## PROMPT
Below are the records; copy each line in them that holds the word "brown".

## DATA FOR PROCESSING
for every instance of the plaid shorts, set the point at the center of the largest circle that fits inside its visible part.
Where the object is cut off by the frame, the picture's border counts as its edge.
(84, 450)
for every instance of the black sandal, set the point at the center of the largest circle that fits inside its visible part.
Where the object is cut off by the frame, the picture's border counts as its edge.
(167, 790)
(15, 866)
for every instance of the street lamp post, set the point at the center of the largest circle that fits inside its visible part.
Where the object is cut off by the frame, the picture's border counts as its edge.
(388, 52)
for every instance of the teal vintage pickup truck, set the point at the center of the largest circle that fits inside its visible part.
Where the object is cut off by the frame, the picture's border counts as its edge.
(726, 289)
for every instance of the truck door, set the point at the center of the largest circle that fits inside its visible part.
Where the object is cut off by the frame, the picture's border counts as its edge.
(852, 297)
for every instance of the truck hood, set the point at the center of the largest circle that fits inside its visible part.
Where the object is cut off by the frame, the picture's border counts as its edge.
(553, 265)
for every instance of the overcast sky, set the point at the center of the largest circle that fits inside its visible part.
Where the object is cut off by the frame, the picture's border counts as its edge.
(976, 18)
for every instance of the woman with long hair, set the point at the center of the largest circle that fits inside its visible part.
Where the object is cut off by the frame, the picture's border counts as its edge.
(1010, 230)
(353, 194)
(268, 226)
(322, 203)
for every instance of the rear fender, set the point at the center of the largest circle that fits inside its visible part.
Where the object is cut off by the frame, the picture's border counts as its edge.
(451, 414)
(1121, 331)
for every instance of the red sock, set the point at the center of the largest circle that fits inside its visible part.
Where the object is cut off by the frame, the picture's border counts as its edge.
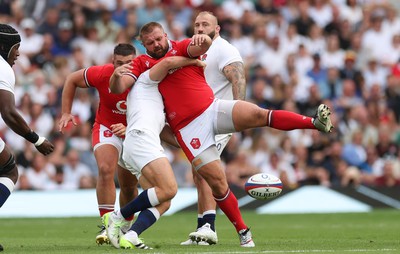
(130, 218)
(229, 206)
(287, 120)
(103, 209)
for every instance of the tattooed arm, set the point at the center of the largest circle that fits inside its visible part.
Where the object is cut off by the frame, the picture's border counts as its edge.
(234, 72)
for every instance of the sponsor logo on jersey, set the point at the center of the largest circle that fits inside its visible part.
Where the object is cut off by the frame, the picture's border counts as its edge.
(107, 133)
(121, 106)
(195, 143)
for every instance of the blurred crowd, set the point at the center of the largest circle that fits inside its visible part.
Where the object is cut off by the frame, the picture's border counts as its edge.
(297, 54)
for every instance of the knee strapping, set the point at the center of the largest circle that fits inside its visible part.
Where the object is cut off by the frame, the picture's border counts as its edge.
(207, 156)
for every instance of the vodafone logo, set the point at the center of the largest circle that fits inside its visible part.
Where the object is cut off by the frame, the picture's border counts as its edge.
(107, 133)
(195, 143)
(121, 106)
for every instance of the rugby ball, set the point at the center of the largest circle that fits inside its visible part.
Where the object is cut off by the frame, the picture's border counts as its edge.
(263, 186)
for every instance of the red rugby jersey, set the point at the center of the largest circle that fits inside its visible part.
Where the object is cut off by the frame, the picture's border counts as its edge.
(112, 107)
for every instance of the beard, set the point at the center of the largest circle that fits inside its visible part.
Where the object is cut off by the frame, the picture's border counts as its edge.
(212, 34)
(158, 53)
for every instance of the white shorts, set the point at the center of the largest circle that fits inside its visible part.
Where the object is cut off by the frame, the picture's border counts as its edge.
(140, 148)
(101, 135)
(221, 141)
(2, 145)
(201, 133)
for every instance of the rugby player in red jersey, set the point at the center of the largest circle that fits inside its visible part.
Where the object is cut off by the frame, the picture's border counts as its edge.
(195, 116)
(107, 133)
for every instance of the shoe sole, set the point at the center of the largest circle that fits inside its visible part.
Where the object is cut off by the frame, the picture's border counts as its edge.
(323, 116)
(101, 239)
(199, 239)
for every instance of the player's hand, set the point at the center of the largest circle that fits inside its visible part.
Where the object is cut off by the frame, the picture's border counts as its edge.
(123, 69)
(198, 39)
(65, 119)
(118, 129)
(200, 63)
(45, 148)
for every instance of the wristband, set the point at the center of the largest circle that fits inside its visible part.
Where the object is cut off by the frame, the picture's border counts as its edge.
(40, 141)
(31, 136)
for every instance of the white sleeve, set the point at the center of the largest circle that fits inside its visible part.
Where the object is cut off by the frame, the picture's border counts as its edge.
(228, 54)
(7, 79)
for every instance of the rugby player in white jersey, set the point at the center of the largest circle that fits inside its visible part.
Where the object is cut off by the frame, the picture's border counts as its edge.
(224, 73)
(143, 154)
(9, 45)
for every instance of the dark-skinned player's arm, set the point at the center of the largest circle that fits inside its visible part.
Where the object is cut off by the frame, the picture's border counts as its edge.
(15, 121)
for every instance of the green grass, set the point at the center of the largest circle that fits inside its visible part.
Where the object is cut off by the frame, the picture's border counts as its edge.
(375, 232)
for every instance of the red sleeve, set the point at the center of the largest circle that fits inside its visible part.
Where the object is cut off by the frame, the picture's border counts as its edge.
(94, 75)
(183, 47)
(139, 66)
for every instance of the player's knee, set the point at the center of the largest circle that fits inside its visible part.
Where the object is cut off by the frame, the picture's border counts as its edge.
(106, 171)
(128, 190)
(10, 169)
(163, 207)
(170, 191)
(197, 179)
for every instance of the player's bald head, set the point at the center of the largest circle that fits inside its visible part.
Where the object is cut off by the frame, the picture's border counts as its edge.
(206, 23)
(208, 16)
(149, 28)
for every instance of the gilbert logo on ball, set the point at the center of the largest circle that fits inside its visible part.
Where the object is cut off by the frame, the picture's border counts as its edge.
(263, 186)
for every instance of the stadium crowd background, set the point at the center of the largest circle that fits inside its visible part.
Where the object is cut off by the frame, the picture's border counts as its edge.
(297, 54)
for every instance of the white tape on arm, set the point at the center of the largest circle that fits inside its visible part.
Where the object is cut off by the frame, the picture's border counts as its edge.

--

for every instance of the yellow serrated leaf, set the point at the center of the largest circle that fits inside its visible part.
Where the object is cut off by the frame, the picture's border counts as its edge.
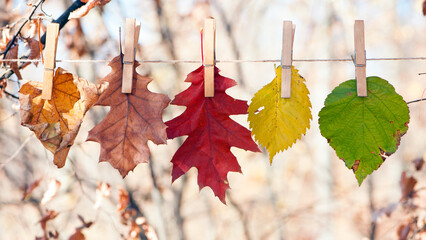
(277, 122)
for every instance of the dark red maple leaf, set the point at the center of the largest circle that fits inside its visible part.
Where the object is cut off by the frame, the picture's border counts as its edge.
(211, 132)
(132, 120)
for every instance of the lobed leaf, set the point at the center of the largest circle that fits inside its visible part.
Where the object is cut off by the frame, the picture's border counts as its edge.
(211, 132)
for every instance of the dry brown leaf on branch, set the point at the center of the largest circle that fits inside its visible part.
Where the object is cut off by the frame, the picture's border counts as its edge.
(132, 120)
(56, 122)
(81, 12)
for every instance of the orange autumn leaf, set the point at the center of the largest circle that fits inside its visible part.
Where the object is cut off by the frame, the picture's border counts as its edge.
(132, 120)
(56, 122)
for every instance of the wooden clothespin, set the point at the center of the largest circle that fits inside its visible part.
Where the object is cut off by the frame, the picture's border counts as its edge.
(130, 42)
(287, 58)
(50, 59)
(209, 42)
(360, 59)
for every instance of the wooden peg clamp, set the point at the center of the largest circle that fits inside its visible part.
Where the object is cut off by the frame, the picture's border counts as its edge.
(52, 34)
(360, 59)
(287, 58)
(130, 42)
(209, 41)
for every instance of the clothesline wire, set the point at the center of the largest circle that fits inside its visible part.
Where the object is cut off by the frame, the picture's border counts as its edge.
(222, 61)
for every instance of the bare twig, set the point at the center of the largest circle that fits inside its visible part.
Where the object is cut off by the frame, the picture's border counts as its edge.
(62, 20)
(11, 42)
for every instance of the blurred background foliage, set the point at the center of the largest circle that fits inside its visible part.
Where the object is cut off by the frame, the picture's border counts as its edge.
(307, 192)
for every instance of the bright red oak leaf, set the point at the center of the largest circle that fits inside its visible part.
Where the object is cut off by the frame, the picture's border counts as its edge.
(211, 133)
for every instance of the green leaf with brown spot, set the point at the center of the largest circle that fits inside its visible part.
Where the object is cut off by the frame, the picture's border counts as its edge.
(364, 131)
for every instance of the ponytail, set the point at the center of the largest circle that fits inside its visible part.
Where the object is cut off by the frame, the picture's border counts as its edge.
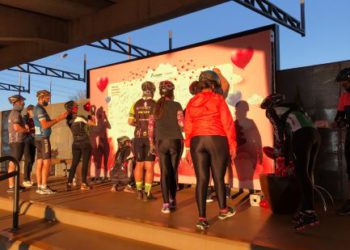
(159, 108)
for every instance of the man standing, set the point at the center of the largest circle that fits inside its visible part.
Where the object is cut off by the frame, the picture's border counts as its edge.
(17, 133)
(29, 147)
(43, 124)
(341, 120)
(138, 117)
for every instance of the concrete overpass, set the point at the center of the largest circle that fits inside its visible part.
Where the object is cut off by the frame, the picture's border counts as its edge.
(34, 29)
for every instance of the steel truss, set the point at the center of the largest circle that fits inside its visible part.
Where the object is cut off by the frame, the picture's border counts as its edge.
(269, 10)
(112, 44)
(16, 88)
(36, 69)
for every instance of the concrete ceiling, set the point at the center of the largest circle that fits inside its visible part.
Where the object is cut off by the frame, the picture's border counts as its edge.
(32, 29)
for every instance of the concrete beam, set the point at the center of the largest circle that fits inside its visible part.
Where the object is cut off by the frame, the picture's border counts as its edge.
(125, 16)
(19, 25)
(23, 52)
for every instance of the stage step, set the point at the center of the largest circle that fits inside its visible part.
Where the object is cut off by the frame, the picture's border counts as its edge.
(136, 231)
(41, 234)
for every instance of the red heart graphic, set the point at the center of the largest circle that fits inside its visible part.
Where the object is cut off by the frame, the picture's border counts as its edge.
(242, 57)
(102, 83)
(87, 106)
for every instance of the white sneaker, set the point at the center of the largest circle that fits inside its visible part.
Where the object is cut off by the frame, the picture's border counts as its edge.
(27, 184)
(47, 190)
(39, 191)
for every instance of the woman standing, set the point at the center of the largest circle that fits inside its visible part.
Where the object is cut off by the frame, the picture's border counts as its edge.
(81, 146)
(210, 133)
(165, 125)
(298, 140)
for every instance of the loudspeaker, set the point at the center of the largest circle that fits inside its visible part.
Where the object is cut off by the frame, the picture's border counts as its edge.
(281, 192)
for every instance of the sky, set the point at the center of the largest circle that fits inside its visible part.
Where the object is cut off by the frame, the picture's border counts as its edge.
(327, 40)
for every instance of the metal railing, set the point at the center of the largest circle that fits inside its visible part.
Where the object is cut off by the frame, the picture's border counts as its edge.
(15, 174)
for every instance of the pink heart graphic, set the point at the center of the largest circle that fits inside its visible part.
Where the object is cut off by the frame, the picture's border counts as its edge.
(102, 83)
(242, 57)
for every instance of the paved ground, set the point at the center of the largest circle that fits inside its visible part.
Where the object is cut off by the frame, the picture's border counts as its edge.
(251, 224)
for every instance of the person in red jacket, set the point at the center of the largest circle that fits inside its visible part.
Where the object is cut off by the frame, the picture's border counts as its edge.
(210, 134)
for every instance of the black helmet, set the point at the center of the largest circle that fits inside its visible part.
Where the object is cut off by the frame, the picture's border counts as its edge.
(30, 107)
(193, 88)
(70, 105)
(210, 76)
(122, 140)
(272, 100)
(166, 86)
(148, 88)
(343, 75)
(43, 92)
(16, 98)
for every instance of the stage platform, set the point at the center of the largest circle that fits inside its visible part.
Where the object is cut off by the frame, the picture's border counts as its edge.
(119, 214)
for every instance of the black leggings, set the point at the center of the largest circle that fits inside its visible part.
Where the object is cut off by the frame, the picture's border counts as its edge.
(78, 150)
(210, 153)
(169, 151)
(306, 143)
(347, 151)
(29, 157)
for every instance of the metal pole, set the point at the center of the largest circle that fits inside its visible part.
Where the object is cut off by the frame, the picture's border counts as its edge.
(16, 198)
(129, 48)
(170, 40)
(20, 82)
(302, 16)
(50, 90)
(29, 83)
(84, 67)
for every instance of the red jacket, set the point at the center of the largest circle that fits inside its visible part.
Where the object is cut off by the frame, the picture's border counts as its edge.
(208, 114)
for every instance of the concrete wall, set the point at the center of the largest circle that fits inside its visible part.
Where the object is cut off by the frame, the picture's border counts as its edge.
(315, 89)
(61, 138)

## ANSWER SECTION
for every instance of the dry brown leaf on branch, set the point at the center of the largest circle that fits inside its visible part.
for every instance of the green leaf with brown spot, set the point at the center of the largest circle that fits inside its visible part.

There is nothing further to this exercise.